Recopiez l'extrait sur la politique du logement, en commençant par « 3. Des réformes » et en allant jusqu'à « de décrets d'application. ». Substituez « écart » à « décalage ».

== Extrait choisi ==

3. Des réformes qui tardent à se mettre en place
La crédibilité des moyens affichés de la politique du logement et de la ville s'apprécie, enfin, à la rapidité de mise en oeuvre effective des mesures votées.
De ce point de vue, il existe encore trop souvent un décalage important entre l'annonce des mesures et leur application. Des exemples récents en apportent la preuve. Ils concernent pour le volet logement, la garantie universelle des risques locatifs (GRL) et, dans une moindre mesure, le prélèvement sur les ressources financières des organismes d'habitations à loyer modéré, qui sont toujours en attente de décrets d'application.
La création de la GRL a été officialisée par la loi n° 2007-1824 du 25 décembre 2007 de finances rectificative pour 2007 qui l'a autorisée et en a fixé le régime. Ce dispositif prenait ainsi la suite du mécanisme dit « Loca-Pass », destiné à faciliter l'accès des salariés au logement locatif que l'Union d'économie sociale du logement (UESL) avait mis en oeuvre dès 1999. La GRL devait étendre le bénéfice du dispositif à des publics non éligibles aux aides d'« Action logement » 7 ( * ) .

===
== Données fournies ==

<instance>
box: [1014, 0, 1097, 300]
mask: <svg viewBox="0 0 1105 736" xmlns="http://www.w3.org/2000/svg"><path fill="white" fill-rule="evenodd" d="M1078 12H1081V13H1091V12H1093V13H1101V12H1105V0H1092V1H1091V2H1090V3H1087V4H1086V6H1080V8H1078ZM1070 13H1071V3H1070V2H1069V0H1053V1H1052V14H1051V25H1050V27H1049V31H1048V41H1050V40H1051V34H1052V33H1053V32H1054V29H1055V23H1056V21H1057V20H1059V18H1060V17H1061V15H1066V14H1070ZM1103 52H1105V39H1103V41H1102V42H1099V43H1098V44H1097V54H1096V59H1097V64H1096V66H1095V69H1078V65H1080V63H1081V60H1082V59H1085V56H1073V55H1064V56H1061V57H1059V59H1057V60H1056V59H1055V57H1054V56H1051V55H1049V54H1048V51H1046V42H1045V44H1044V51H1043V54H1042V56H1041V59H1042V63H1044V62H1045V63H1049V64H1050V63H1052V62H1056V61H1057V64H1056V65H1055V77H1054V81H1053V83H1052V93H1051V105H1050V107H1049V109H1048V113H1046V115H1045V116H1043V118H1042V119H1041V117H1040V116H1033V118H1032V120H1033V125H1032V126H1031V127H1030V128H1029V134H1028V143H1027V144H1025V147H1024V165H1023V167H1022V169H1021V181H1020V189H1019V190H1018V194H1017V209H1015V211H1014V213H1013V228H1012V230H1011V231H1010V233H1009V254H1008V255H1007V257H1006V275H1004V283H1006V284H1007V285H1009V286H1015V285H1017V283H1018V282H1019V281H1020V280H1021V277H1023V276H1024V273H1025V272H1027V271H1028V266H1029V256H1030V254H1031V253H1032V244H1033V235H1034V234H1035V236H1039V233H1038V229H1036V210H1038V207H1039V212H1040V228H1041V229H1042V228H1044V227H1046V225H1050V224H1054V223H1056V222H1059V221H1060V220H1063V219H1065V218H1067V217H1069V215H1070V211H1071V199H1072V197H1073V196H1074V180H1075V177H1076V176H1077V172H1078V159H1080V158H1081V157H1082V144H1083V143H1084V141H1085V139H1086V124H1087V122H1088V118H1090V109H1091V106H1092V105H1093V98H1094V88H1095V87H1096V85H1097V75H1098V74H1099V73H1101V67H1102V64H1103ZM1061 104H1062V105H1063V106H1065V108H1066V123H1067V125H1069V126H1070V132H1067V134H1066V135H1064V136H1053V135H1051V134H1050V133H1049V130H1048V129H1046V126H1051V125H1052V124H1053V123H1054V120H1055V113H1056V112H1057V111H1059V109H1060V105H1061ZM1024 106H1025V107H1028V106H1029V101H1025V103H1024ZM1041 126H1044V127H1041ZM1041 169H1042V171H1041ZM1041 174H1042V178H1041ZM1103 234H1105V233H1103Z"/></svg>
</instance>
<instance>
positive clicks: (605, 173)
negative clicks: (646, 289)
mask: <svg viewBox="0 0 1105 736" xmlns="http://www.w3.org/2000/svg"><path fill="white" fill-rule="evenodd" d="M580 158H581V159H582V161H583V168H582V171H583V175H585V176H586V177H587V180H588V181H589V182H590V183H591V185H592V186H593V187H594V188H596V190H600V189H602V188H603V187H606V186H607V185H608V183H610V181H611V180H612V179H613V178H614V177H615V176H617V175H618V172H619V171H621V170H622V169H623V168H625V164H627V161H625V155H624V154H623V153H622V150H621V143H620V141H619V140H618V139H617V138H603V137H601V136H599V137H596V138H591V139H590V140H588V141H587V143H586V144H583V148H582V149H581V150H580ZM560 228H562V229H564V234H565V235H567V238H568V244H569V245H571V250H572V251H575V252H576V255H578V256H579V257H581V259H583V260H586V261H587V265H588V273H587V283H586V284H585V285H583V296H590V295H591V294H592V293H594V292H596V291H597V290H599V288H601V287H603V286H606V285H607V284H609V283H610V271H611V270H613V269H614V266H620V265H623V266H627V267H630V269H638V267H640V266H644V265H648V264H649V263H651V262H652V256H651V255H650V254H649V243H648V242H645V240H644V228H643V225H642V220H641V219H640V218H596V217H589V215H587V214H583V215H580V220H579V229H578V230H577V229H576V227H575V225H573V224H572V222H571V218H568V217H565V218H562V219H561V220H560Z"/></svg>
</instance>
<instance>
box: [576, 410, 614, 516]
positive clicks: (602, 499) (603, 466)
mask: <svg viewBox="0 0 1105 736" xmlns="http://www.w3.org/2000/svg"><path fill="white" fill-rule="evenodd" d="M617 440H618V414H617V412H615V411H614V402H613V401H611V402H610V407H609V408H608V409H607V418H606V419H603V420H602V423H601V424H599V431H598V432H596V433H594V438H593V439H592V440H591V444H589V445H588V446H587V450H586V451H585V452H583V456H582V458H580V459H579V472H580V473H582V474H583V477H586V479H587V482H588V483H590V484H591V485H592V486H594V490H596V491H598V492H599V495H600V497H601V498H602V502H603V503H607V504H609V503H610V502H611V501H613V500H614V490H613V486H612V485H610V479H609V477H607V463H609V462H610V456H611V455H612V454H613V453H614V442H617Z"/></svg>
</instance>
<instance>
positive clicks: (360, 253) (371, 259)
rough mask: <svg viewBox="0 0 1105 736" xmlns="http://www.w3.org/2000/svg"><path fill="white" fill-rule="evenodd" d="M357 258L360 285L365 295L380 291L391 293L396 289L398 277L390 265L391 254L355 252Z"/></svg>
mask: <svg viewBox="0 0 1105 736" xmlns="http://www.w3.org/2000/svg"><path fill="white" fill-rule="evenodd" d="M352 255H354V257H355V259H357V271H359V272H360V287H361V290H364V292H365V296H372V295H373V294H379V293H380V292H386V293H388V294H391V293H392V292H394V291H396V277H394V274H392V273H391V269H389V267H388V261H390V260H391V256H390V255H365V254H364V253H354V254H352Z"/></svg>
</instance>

===
== Données fournies ==

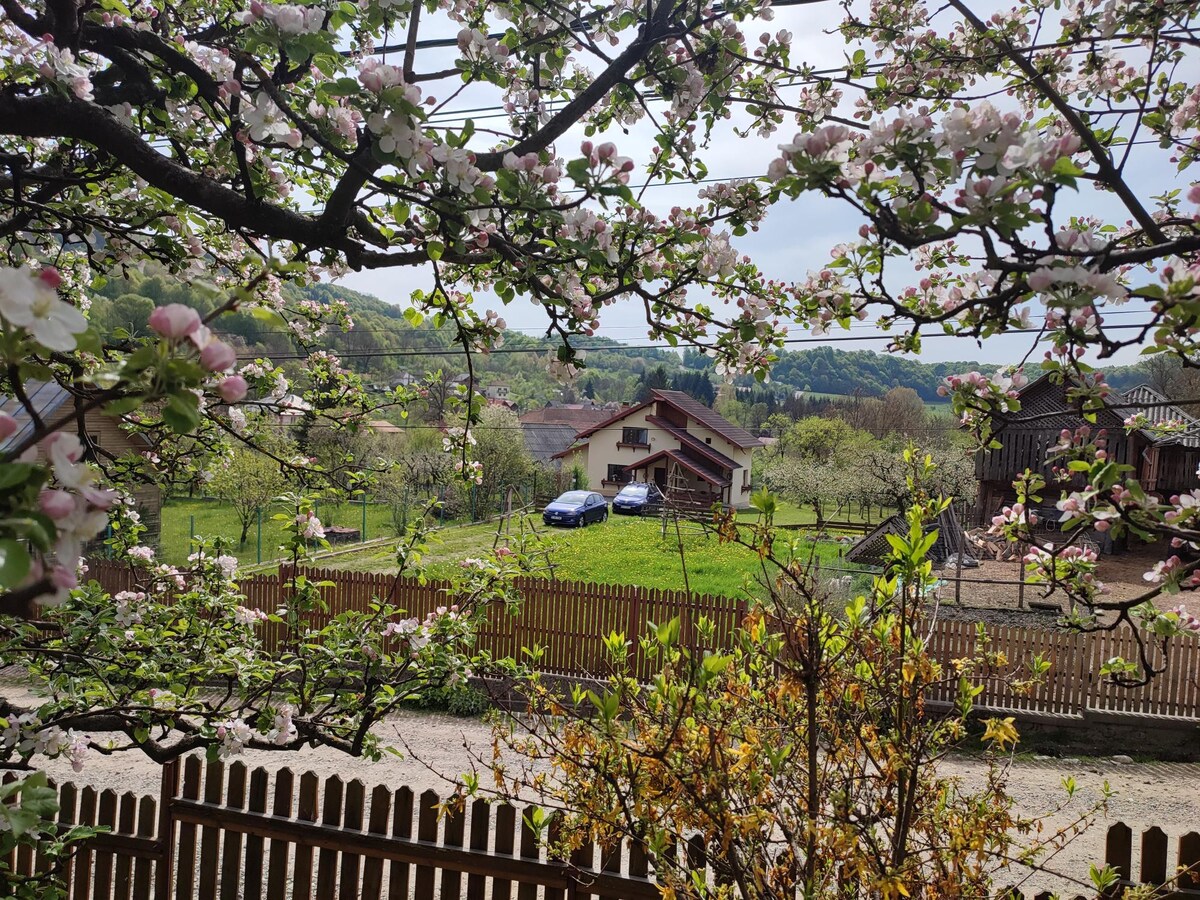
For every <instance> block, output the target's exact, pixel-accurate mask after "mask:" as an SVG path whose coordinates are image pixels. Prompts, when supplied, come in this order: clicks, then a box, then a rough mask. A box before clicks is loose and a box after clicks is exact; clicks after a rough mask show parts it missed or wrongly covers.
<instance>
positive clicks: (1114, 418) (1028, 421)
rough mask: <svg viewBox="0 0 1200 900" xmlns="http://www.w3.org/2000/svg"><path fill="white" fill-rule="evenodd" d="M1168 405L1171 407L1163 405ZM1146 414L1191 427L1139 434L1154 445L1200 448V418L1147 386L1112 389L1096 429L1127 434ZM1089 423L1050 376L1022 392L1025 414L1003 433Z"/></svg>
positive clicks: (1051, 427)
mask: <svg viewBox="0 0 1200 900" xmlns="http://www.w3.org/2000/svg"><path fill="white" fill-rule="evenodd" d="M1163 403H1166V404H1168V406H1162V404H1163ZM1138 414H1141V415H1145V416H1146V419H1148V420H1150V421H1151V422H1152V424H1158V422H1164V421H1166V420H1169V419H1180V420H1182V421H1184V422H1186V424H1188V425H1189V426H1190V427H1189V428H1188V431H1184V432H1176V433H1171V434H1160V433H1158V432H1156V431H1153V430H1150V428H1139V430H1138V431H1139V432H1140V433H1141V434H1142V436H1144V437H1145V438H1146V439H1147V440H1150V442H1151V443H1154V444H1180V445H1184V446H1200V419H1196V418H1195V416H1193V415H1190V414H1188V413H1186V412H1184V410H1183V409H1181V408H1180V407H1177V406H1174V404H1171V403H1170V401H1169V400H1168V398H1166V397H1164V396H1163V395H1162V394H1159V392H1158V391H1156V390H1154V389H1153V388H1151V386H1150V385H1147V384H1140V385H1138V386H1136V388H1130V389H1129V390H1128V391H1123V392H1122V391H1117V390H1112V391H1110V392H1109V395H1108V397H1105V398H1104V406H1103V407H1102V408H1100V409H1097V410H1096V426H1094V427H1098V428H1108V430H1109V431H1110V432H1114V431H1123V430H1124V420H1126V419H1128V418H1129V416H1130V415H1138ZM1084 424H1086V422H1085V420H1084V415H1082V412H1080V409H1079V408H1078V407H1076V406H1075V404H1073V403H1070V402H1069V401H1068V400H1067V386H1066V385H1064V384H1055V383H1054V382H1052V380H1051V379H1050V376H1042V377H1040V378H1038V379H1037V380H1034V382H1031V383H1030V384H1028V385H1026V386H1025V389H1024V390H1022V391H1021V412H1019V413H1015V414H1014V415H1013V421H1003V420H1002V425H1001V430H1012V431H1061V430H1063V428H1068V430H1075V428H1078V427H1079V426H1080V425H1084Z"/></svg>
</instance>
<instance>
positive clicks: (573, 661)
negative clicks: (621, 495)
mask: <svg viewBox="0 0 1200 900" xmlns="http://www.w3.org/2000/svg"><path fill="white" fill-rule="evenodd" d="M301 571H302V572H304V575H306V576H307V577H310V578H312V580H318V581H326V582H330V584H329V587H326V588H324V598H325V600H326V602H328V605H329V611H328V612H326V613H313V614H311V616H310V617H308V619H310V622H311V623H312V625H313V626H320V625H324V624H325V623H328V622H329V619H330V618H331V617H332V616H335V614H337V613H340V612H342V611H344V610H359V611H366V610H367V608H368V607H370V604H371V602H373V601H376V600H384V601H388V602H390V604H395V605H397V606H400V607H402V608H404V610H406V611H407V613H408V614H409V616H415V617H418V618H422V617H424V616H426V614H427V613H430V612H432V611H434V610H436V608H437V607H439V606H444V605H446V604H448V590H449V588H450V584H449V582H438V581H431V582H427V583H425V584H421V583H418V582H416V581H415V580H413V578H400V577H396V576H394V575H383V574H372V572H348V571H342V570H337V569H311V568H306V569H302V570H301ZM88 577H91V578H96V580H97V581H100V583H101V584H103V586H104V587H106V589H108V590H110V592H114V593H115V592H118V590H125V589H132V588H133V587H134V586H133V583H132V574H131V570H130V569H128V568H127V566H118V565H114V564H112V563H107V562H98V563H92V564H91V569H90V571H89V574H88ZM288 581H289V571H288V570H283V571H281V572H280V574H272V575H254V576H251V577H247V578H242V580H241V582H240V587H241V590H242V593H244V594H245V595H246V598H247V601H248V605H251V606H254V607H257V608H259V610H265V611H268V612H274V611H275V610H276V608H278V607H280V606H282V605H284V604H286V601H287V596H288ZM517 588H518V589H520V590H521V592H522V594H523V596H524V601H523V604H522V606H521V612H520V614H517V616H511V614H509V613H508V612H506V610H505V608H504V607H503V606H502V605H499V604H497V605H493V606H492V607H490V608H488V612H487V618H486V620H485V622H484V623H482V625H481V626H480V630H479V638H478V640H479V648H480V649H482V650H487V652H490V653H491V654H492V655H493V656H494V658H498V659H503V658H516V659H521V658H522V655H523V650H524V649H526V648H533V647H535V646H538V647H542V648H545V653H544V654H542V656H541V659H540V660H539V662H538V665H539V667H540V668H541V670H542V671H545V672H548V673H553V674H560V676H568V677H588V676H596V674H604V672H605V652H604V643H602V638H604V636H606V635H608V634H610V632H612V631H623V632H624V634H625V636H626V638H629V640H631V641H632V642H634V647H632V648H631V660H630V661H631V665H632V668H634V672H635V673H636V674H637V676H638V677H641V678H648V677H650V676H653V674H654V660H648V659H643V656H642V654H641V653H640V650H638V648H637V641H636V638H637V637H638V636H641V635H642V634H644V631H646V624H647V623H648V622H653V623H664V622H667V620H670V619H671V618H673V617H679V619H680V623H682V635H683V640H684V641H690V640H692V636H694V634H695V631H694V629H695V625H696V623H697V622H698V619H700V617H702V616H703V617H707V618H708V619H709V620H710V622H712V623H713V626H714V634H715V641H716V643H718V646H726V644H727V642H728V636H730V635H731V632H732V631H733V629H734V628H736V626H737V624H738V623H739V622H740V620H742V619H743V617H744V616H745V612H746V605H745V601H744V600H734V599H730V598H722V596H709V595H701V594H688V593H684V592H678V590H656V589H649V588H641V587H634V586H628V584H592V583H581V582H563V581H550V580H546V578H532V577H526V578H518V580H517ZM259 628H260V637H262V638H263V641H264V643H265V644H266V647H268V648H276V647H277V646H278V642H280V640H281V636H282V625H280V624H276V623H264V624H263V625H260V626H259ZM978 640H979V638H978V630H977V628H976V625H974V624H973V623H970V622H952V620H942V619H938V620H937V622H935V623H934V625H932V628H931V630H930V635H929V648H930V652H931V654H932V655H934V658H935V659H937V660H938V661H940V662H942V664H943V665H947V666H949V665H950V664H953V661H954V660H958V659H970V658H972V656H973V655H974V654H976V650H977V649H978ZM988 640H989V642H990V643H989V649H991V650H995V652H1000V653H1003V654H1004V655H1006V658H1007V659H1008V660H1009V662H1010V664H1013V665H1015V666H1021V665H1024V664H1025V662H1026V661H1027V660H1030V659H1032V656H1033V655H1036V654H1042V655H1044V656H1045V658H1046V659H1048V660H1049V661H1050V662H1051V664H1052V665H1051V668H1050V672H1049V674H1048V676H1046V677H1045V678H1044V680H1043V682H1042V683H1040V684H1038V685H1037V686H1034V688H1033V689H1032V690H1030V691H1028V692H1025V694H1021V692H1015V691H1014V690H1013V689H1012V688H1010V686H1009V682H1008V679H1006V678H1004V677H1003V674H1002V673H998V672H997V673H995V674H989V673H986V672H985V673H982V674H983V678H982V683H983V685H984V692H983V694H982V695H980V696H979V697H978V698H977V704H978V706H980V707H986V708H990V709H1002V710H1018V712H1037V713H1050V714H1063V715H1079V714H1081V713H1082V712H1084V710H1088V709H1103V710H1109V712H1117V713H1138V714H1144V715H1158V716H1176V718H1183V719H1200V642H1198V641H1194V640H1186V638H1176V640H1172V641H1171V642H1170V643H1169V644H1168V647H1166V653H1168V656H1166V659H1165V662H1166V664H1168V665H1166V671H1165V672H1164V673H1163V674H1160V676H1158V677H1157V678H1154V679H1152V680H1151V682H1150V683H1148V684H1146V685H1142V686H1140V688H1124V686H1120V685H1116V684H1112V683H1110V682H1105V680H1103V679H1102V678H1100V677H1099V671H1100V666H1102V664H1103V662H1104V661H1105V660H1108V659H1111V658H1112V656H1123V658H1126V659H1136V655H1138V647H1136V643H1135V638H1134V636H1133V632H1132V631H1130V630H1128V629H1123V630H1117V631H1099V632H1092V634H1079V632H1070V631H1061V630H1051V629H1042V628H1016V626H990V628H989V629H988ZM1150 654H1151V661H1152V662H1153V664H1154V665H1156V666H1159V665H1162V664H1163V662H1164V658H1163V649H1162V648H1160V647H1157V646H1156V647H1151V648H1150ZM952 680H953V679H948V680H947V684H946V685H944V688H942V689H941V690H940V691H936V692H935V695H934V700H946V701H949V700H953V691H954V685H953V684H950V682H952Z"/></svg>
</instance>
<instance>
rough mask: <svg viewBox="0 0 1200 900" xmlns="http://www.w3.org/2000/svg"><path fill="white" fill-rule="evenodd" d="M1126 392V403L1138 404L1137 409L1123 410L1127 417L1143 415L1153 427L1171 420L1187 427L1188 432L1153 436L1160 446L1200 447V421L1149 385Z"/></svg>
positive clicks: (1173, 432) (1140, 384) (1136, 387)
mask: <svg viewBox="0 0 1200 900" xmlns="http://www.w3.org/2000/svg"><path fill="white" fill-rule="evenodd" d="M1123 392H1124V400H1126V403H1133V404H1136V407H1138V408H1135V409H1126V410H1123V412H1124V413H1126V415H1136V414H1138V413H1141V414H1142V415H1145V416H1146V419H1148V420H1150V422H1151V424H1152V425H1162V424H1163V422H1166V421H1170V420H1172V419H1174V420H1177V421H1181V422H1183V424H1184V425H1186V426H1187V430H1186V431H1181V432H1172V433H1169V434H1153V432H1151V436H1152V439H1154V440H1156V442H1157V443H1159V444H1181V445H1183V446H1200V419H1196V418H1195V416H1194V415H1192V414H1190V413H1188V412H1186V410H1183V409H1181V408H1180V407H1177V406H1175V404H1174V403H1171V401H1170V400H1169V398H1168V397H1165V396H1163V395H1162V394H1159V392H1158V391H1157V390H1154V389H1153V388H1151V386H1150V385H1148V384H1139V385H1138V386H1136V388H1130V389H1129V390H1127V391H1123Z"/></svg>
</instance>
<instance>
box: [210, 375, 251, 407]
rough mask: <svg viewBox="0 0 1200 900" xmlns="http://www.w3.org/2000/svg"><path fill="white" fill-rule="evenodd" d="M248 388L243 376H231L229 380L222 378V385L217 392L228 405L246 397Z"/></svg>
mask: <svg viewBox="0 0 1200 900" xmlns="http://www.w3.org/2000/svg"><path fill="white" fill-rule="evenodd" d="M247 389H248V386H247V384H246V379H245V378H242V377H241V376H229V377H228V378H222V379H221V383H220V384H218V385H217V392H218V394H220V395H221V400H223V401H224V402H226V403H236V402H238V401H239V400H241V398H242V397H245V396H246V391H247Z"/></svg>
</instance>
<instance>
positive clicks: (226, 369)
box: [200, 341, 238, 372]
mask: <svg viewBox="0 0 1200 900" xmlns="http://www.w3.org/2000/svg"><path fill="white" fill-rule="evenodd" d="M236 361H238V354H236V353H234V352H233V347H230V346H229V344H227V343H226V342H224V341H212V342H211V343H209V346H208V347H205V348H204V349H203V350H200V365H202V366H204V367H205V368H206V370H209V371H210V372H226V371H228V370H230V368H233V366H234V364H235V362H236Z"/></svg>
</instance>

===

**Réponse à l'exercice**
3. Des réformes qui tardent à se mettre en place
La crédibilité des moyens affichés de la politique du logement et de la ville s'apprécie, enfin, à la rapidité de mise en oeuvre effective des mesures votées.
De ce point de vue, il existe encore trop souvent un écart important entre l'annonce des mesures et leur application. Des exemples récents en apportent la preuve. Ils concernent pour le volet logement, la garantie universelle des risques locatifs (GRL) et, dans une moindre mesure, le prélèvement sur les ressources financières des organismes d'habitations à loyer modéré, qui sont toujours en attente de décrets d'application.